**Lines of data**
* * * * * * * * *

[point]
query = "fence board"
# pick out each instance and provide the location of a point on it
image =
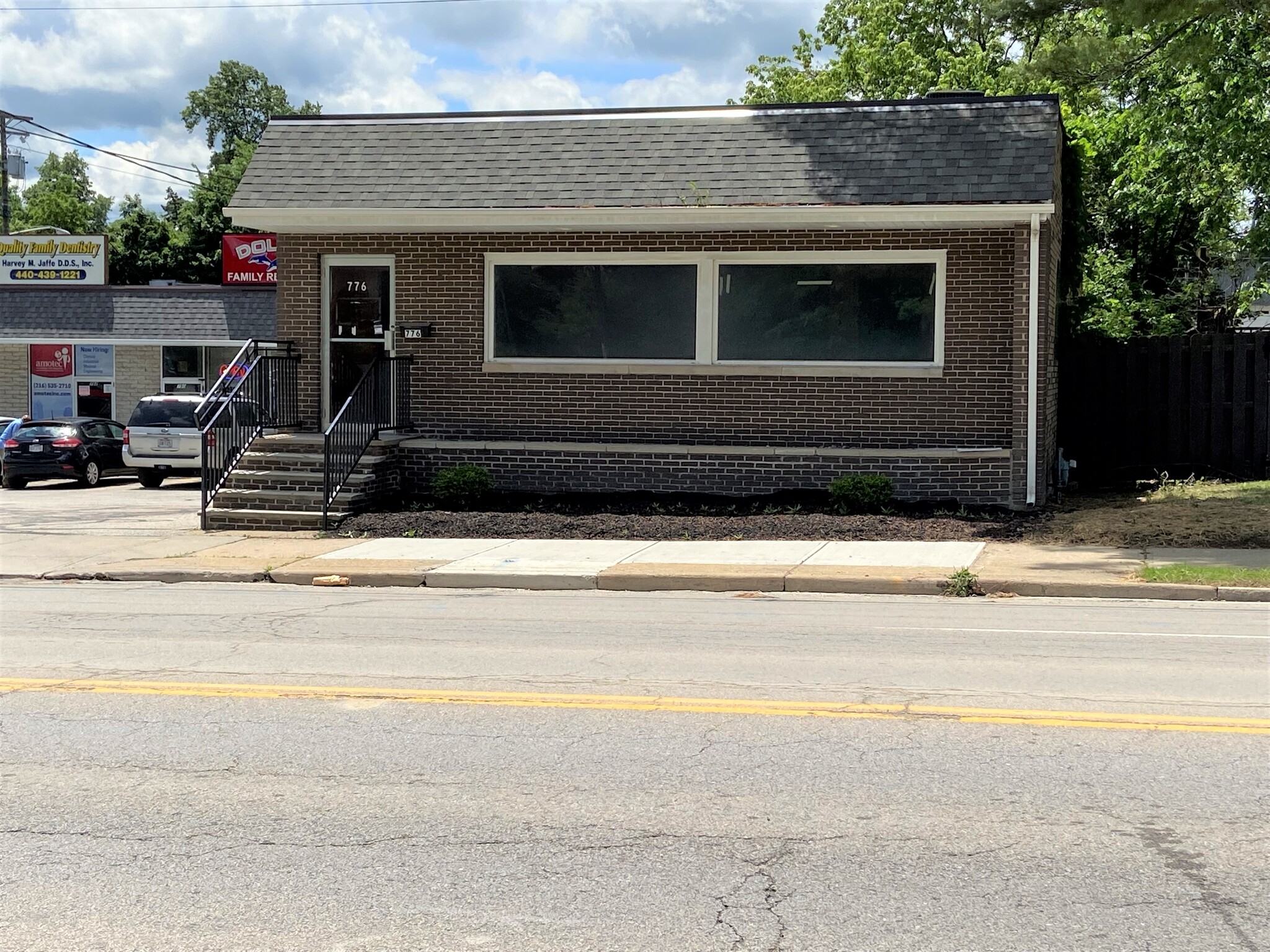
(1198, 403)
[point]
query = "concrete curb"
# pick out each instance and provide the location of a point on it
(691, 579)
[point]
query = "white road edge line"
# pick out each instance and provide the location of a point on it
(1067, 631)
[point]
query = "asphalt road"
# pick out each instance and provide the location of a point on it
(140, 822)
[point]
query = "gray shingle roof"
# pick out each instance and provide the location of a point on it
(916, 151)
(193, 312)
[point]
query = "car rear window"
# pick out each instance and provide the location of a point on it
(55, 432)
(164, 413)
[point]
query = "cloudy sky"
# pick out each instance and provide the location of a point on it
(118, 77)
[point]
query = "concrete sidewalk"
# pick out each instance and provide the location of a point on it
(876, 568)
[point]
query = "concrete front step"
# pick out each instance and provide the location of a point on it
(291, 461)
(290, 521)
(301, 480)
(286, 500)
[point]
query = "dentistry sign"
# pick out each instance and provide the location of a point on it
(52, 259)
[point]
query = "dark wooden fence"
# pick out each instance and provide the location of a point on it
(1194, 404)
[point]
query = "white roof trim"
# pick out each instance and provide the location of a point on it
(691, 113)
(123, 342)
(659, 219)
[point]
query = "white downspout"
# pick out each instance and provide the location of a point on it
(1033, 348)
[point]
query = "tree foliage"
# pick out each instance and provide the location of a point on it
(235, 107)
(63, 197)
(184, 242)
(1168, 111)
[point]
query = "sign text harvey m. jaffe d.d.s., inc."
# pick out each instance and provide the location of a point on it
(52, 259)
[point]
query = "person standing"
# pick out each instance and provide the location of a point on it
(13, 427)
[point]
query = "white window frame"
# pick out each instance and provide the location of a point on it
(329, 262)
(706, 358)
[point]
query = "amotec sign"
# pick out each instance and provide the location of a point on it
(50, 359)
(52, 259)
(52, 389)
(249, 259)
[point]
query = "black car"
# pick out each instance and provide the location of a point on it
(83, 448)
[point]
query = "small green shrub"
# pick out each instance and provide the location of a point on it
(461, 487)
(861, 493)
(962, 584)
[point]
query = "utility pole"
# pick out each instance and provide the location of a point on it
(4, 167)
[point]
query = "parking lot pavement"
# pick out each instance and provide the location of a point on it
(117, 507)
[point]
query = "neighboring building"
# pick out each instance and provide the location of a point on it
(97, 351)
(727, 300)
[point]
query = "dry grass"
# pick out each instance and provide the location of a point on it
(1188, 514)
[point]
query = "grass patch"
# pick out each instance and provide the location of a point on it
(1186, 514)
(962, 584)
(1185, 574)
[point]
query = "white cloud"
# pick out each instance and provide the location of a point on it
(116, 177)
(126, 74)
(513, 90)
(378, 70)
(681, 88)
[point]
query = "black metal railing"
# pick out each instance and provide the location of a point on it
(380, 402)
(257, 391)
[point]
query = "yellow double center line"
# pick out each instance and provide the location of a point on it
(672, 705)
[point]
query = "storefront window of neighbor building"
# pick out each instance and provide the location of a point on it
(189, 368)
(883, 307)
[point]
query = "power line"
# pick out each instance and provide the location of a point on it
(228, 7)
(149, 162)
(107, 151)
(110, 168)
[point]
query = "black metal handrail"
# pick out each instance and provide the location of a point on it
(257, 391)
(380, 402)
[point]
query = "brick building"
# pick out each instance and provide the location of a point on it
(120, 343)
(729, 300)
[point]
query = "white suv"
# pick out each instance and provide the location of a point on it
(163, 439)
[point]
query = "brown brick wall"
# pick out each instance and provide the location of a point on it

* * * * * * * * *

**Task goal**
Copy all the data exactly as written, but skip any picture.

**Exercise result**
[point]
query = "fence board"
# pick out each instance and provide the location of a point on it
image =
(1198, 403)
[point]
query = "concrete curb"
# pick out each instance and provide the location of a point on it
(691, 579)
[point]
query = "white road edge line"
# pick out each instance and provide the location of a point on it
(1067, 631)
[point]
query = "asphalt road"
# pick out each instance and provide the location of a point on it
(140, 822)
[point]
query = "gray shingle roof"
# pick out each instance and provide the location of a point on it
(916, 151)
(193, 312)
[point]
query = "car rear window"
# pick out each instance and provide the location of a point on it
(55, 432)
(164, 413)
[point]
query = "cloudy sky"
# pick out each instance and provide the location of a point on it
(118, 77)
[point]
query = "concrete sidewalk"
# pick out each instance and provide the location of a point on it
(876, 568)
[point]
query = "concrete front step"
# pick out each instance and provide the location of a point on it
(291, 461)
(290, 521)
(301, 480)
(286, 500)
[point]
query = "dentistry sign"
# pick out each instance and provide the location of a point on it
(52, 259)
[point]
query = "dark wooden fence"
# pick out each instance and provide the location of a point on it
(1194, 404)
[point]
query = "white roof trim"
# pick out each instance and provide the location of a point on it
(691, 113)
(123, 342)
(659, 219)
[point]
query = "white downspout"
# pick out each instance and provide the location of a point on it
(1033, 348)
[point]
query = "tree foliage"
# pick out each instance and provide the location of a point on it
(235, 107)
(63, 197)
(184, 242)
(1168, 111)
[point]
query = "sign text harvey m. jaffe d.d.s., inc."
# pick out each instance and provide the location of a point on it
(52, 259)
[point]
query = "person standing"
# pick out each instance and provide the location of a point on it
(13, 427)
[point]
query = "white window frame"
# pick out each instance and provide the location of a point on it
(329, 262)
(706, 358)
[point]
query = "amotec sign"
# pick out each instance and provide the location of a point on it
(50, 359)
(52, 259)
(52, 389)
(249, 259)
[point]
query = "black car"
# pick out each instance and provide the location of a point on it
(83, 448)
[point]
query = "small green shrub"
# pick out each instance and provide the location of a point on it
(461, 487)
(861, 493)
(962, 584)
[point]
query = "utility pole"
# pick out each instance and provide the location of a point on it
(4, 167)
[point]
query = "parking lot pavement"
# pick out each instance and provide the location of a point on it
(117, 507)
[point]
query = "neighboring building"
# pick out each instance and provide the location of a point on it
(97, 351)
(727, 300)
[point]
query = "dry grass"
# pick out each instance and provide the location of a point on it
(1188, 514)
[point]
query = "grass patch"
# pick out each instance and provide the location of a point on it
(1186, 514)
(962, 584)
(1185, 574)
[point]
query = "white cloud"
# pick out each instance and provide the location of a point on it
(116, 177)
(126, 74)
(513, 90)
(378, 70)
(681, 88)
[point]
query = "black metal railing"
# pick out each instance and provide the location of a point on it
(380, 402)
(257, 391)
[point]
query = "yellow double center line"
# pick out each instance and provide the location of a point on it
(672, 705)
[point]
query = "storefront window of neighbor building"
# pick out each instance and provide the location of a point on it
(189, 368)
(883, 307)
[point]
query = "power line"
# pick out each instance and provide the location of a point on it
(228, 7)
(149, 162)
(107, 151)
(110, 168)
[point]
query = "black metal handrail"
# pick out each instance and provide the location of a point on it
(257, 391)
(380, 402)
[point]
query = "brick building"
# pick out each instance and provide the location of a point on it
(120, 343)
(729, 300)
[point]
query = "white suv"
# pick out each instance and provide the location of a point on it
(163, 439)
[point]
query = "brown brick wall"
# pick out each instance and provide the location of a point on it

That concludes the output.